══ Passage to read ══
Ask HN: Experienced devs getting a new job using a new language? - dadoge
I&#x27;m sure many of us have a fear of using the same stack for years and years and becoming obsolete.<p>For those of you that have been in tech for 10+ years, how was it like to stay at a company for many years and get a job in a new company that uses a different language? (e.g. switching Java to Go, switching C++ to Java, etc).<p>What was it like both in terms of interviewing and once on the job?  How painful&#x2F;pleasant was it to spend a long time in one language and have to start again in a new one with a bunch of 25 yr olds?
======
smt88
A few years ago, I took a job temporarily running a struggling engineering
team at a startup. Since it was a startup with client deadlines, I had to work
on code. It was a totally new language and new stack.

As someone who had been coding professionally for 10 years, I was far more
productive than everyone else on the team (measured by how buggy my code was
and how well I turned specs into code). The next-most-experienced coder had
about 4 years of experience in a large enterprise environment, which required
a lot of coaching and re-learning.

My point is that you can Google your way through the specifics of a lot of
languages, but your most valuable experience and skills will work across
stacks.
═══
= Exercise instructions =
[1] Reproduce the Ask HN thread starting with "Ask HN: Experienced" and going on through "25 yr olds?", swapping "Java" for "Kotlin".
[2] In the Ask HN thread, how much experience did the next-most-experienced coder on smt88's team have?
══ Extracted entries ══
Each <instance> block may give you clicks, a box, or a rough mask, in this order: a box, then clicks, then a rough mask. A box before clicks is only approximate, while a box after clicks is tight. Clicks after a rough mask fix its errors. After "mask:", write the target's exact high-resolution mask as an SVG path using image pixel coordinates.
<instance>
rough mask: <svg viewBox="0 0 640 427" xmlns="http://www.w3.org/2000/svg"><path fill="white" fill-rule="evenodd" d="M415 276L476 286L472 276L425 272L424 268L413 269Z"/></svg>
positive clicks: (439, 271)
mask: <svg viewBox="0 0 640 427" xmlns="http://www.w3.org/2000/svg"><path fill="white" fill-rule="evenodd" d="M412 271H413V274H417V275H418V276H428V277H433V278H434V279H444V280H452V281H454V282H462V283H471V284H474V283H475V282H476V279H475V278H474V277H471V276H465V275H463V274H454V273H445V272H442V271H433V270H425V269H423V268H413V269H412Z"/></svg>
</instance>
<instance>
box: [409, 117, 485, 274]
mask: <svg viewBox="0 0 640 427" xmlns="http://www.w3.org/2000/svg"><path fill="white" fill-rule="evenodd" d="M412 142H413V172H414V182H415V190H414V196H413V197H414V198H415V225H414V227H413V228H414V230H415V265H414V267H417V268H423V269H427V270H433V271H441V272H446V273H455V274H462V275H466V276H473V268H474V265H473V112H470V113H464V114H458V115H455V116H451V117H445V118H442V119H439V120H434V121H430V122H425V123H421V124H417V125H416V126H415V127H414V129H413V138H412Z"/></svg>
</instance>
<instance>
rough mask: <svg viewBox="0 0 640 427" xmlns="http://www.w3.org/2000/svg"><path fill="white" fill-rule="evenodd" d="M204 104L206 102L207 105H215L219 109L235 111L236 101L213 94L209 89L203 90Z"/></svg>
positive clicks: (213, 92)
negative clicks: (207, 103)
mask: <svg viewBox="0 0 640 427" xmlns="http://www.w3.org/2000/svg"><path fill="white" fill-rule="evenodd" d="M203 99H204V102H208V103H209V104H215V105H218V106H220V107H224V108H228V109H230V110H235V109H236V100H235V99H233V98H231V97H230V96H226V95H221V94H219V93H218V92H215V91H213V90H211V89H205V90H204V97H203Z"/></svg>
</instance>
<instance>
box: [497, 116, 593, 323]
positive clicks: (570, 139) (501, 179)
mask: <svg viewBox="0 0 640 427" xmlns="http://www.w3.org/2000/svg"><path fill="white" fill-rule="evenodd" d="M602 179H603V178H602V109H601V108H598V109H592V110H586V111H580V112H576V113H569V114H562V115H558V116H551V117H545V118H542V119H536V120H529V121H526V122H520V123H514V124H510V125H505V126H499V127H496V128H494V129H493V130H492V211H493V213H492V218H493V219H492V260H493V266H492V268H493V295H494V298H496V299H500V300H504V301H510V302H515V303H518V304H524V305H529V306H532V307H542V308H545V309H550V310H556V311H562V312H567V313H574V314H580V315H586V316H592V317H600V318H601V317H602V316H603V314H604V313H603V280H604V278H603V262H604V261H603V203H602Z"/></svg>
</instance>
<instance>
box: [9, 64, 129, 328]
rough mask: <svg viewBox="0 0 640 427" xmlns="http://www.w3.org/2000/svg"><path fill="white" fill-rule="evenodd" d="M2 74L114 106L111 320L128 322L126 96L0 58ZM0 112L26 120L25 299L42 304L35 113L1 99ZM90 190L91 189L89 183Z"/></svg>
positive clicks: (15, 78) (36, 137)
═══
= Numbered answers =
[1]
Ask HN: Experienced devs getting a new job using a new language? - dadoge
I&#x27;m sure many of us have a fear of using the same stack for years and years and becoming obsolete.<p>For those of you that have been in tech for 10+ years, how was it like to stay at a company for many years and get a job in a new company that uses a different language? (e.g. switching Kotlin to Go, switching C++ to Kotlin, etc).<p>What was it like both in terms of interviewing and once on the job?  How painful&#x2F;pleasant was it to spend a long time in one language and have to start again in a new one with a bunch of 25 yr olds?

[2] About 4 years, in a large enterprise environment.